───── Podany fragment ─────

No dobra. Zdradzę wam sekret. Jak byłam mała, to byłam strasznym niejadkiem. Swego czasu jedzenie mogło dla mnie nie istnieć. Nawet czekolada, co dziś już trudno jest mi oprzeć się jej.

Może i dobrym sposobem na mnie, jako niejadka, byłaby superancko zaserwowana potrawa zachęcająca wręcz do schrupania jej. O tak. To na pewno byłby dobry sposób. Ale w czasach komuny były przecież tylko ziemniaki, buraki i schabowe, o ile ktoś miał rodzinę na wsi.

───── Wyciąg z danych ─────

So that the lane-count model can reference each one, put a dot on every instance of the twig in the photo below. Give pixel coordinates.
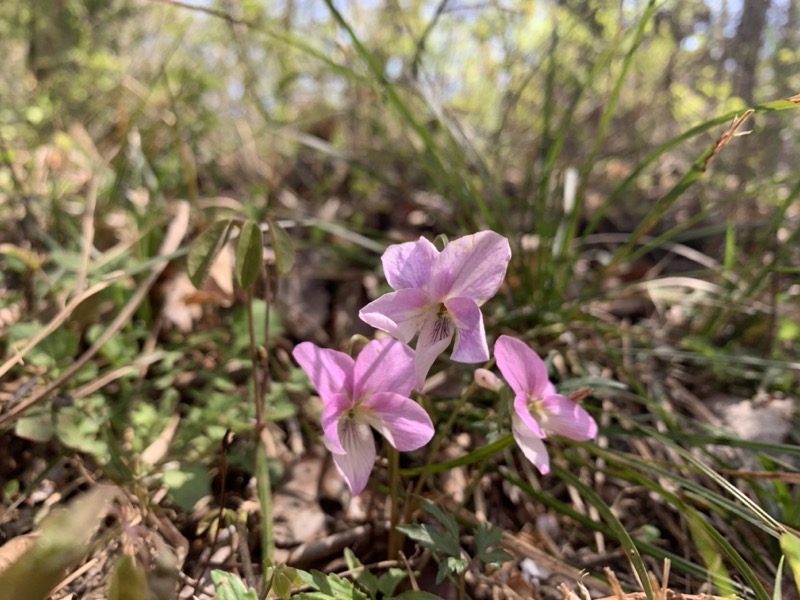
(172, 240)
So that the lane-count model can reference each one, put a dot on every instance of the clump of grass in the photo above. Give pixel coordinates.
(691, 296)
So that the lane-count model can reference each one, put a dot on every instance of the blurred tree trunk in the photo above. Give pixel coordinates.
(745, 47)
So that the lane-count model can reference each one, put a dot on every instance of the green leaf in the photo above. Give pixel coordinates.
(249, 254)
(65, 538)
(230, 587)
(364, 577)
(432, 538)
(389, 581)
(37, 426)
(128, 580)
(187, 484)
(204, 251)
(330, 586)
(790, 546)
(446, 519)
(416, 595)
(286, 578)
(282, 246)
(486, 537)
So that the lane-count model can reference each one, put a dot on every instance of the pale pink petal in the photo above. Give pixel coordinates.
(384, 366)
(331, 416)
(330, 371)
(521, 367)
(403, 422)
(470, 345)
(434, 337)
(531, 445)
(409, 265)
(521, 404)
(565, 417)
(400, 314)
(473, 266)
(356, 464)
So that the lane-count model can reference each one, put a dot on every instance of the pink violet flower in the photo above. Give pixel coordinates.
(370, 391)
(538, 407)
(439, 295)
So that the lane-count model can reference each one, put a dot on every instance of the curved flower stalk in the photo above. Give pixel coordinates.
(370, 391)
(439, 294)
(538, 408)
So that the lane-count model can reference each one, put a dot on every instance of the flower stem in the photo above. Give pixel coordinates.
(394, 485)
(437, 444)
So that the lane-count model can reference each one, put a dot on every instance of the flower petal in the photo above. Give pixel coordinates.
(384, 366)
(565, 417)
(522, 409)
(400, 314)
(403, 422)
(409, 265)
(338, 405)
(521, 367)
(434, 337)
(330, 371)
(470, 345)
(531, 445)
(470, 267)
(356, 464)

─────

* **Zadanie 1**:
Odpowiedz krótko na pytania do tekstu o niejadku.
(a) Jakiemu przysmakowi trudno się dziś oprzeć według pierwszego akapitu?
(b) Jakie trzy rodzaje jedzenia wymienia tekst w odniesieniu do czasów komuny?
(c) Jaki warunek pojawia się na końcu tego wyliczenia?
* **Zadanie 2**:
Napisz dalszy ciąg tekstu o niejadku, zaczynając zaraz po zdaniu, które kończy się słowami „rodzinę na wsi”.
Dane nie mają żadnego związku z tekstem o niejadku.

* **Odpowiedź 1**:
(a) Czekoladzie.
(b) Ziemniaki, buraki i schabowe.
(c) O ile ktoś miał rodzinę na wsi.

* **Odpowiedź 2**:
Fantazją kulinarną nie było wymyślanie i kreowanie ładnie podanych dań a raczej kombinowanie, jak zrobić czekoladę z niczego albo po raz kolejny obiad z ziemniaków. A ja? Wykręcałam się od tego mało atrakyjnie podanego jedzenia na wszystkie sposoby. I wiecie co? Chyba do tej pory mi to zostało. To fanatyczne wybieranie potraw na podstawie tego, jak są one zaserwowane.
Eksperymentując z nowymi daniami w mojej kuchni większość nowinek kulinarnych wybieram na podstawie zdjęć zamieszczonych w internecie albo w czasopismach. A dziś w tym wysypie blogów i portali kulinarnych to tylko przebierać.
Ale za to już w restauracjach, wybierając z menu, trudno mi się zdecydować na cokolwiek bo nie widzę, jak ten makaron jest podany, jak mięso jest ugotowane. Bo to moje oczy decydują o tym czy to zjem, czy nie.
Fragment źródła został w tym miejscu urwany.